“Weaving the North” Exhibit (Part Two)

As promised, here are photos of items in “Weaving the North” woven by members of the Scandinavian Weavers group. I will also add a third blog post that reports on the “Weaving the North” panel discussion.

Lisa-Anne Bauch, Northern Lights

Yours truly wove this Rosepath piece during a Scandinavian Weavers group project. The abstract design suggests a snowy pine forest and a night sky with the Northern Lights overhead.

Judy Larson, Diamond Heritage (blue rug on left)

Judy Larson learned to weave on her great-grandmother’s loom and is known in the Scan Weavers group as an amazing and prolific rug weaver. She has mastered shaft-switching techniques that allowed her to create the complex designs in Diamond Heritage. “This is a very slow weave,” Judy explains, “about two inches in an hour! So this [rug] took about 50 hours.” Judy was inspired by a pattern in an old Swedish weaving book.

Nancy Ebner, Lucky U (red and gold wall hanging in center)

Nancy Ebner was inspired by a visit to the Hemslöjden (Center for Handicrafts) in Landskrona, Sweden, where she saw a traditional weaving, pointed to it, and said, “I want to do THAT.” Nancy found a suitable design in the book Heirlooms of Skåne by Gunvor Johansson, who teaches in Landskrona, and the result was Lucky U. The wall hanging was woven on a four-shaft loom using three shafts, with linen warp and weft of fine Swedish wool.

Cathie Mayr, Night in a Swedish Mining Town (blue shawl on right)

Cathie Mayr comes from a long line of weavers on both sides of her family in England, Sweden, and Norway and currently teaches weaving in the Brainerd Lakes area. Her artistic process starts with color. “When I find a yarn that inspires me,” she explains, “I often keep it out in my studio until I have a sense of what it wants to become. Then I’ll think about what weave structure would best show off the yarn and its colors.” In this case, Cathie purchased the yarn in a village shop near Trondheim, Norway, where the shop owner custom dyes her yarn: “I fell in love with this variegated yarn and she told me her inspiration was a visit to a Swedish mining town at night!”

Karen Holmes, Little Swedish Goat

This charming tapestry was woven on a simple frame loom. Karen Holmes chose seine twine for warp, wool for weft, and used the leftover warp to make the decorative top-knot and beaded fringe. The piece is woven in traditional Scandinavian colors to celebrate her Swedish and Finnish heritage.

__DATA LISTING__

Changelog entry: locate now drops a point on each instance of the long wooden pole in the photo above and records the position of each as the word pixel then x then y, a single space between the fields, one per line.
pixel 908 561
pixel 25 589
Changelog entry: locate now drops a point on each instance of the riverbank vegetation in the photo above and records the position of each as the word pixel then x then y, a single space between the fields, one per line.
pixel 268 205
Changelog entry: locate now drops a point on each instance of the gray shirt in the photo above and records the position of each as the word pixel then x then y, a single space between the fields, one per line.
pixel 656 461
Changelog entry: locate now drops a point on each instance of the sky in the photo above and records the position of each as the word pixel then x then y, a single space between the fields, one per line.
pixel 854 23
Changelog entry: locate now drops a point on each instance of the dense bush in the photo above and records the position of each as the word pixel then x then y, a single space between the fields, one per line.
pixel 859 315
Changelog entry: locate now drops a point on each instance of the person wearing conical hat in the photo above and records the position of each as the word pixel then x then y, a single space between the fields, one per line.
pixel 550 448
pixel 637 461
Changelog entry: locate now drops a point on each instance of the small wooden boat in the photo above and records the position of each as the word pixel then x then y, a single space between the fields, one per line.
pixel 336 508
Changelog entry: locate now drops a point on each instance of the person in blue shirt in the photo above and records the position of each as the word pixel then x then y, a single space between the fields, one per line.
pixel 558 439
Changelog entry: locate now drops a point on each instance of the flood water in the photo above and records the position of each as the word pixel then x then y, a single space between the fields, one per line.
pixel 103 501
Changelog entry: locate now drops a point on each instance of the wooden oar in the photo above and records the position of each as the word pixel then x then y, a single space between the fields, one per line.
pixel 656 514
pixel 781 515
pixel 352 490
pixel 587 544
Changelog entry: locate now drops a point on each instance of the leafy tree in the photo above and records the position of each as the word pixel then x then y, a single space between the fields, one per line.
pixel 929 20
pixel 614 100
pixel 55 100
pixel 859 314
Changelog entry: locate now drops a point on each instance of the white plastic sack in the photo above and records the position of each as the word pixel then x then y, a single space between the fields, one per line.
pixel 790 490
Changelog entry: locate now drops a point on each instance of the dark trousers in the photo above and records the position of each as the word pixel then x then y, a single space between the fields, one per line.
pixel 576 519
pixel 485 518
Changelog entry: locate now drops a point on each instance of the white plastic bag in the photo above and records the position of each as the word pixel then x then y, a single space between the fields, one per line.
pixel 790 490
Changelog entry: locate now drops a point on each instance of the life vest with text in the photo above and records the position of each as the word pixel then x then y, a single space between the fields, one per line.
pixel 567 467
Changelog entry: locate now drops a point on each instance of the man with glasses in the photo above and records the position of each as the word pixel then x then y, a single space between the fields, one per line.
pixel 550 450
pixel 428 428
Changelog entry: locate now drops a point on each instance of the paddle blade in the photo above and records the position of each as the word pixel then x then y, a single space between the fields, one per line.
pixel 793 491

__ACTIONS TO TAKE__
a - In the weaving exhibit post, where did Cathie Mayr buy the yarn for Night in a Swedish Mining Town?
b - Continue the weaving exhibit post, starting after its final sentence about the Little Swedish Goat tapestry.

__RESPONSE LIST__
a - In a village shop near Trondheim, Norway.

b -
Jan Mostrom, Northland

Jan Mostrom wove Northland in a five-shaft point twill boundweave, using wool from spelsau sheep, a Norwegian heritage breed, and rya knots made from reindeer leather dyed red. “I was inspired by the landscape of Northern Norway as well as winter in the northern Midwest,” Jan writes. “I used the idea of winter tree silhouettes to create my design. Adding red to the white and gray brought warmth and joy to the piece.”

Riley Kleve (right) admires Marilyn Moore’s Summer. Riley’s Community Cloth is the wall hanging with fringe the right.

Marilyn Moore, Summer

Marilyn Moore comes from a long line of Swedish weavers and focuses her work on Swedish techniques. She is inspired by color, so it is fitting that Summer is based on the many bright colors in her flower garden. For this weaving, Marilyn used wool but also linen, which gives an added shimmer to the rya knots. Visitors at “Weaving the North” commented on how much they wanted to sink their fingers in the luscious fibers!

Riley Kleve, Community Cloth

Community Cloth was created for Northern Spark, a late-night community arts festival that asked artists to create work in response to the prompt “What the world needs now.” Guests at Northern Spark chose a color of yarn that reminded them of something good and shared the association with others as they worked together. Community Cloth was woven by 116 weavers in just five hours!

Riley Kleve, Priscilla II (not pictured)

Riley writes, “As a non-binary artist working in traditionally feminine techniques, I pay respect to the forms and techniques of our foremothers while also seeking to create beyond the confines of aesthetics or utility that restrained their work. The piece gets its name from the vintage book of Hardanger embroidery that I used to learn the technique.”

Kala Exworthy, Northern Cape (on mannequin)

Kala Exworthy wove the colorful cape in a point twill in diamonds. The warp is Zephyr, spaced to show off the weft, which is a soft knitting yarn. “I wove it as fabric not knowing what it would be,” Kala writes. “Then it became a nice, warm dress up cape. Perfect for the cooler evenings of a lovely spring or fall day in our northern clime.” Northern Cape was the subject of a lively bidding war during the opening night reception for “Weaving the North.” The lucky winner got to wear the cape home at the end of the exhibit! (Riley’ Kleve’s Community Cloth is in the background.)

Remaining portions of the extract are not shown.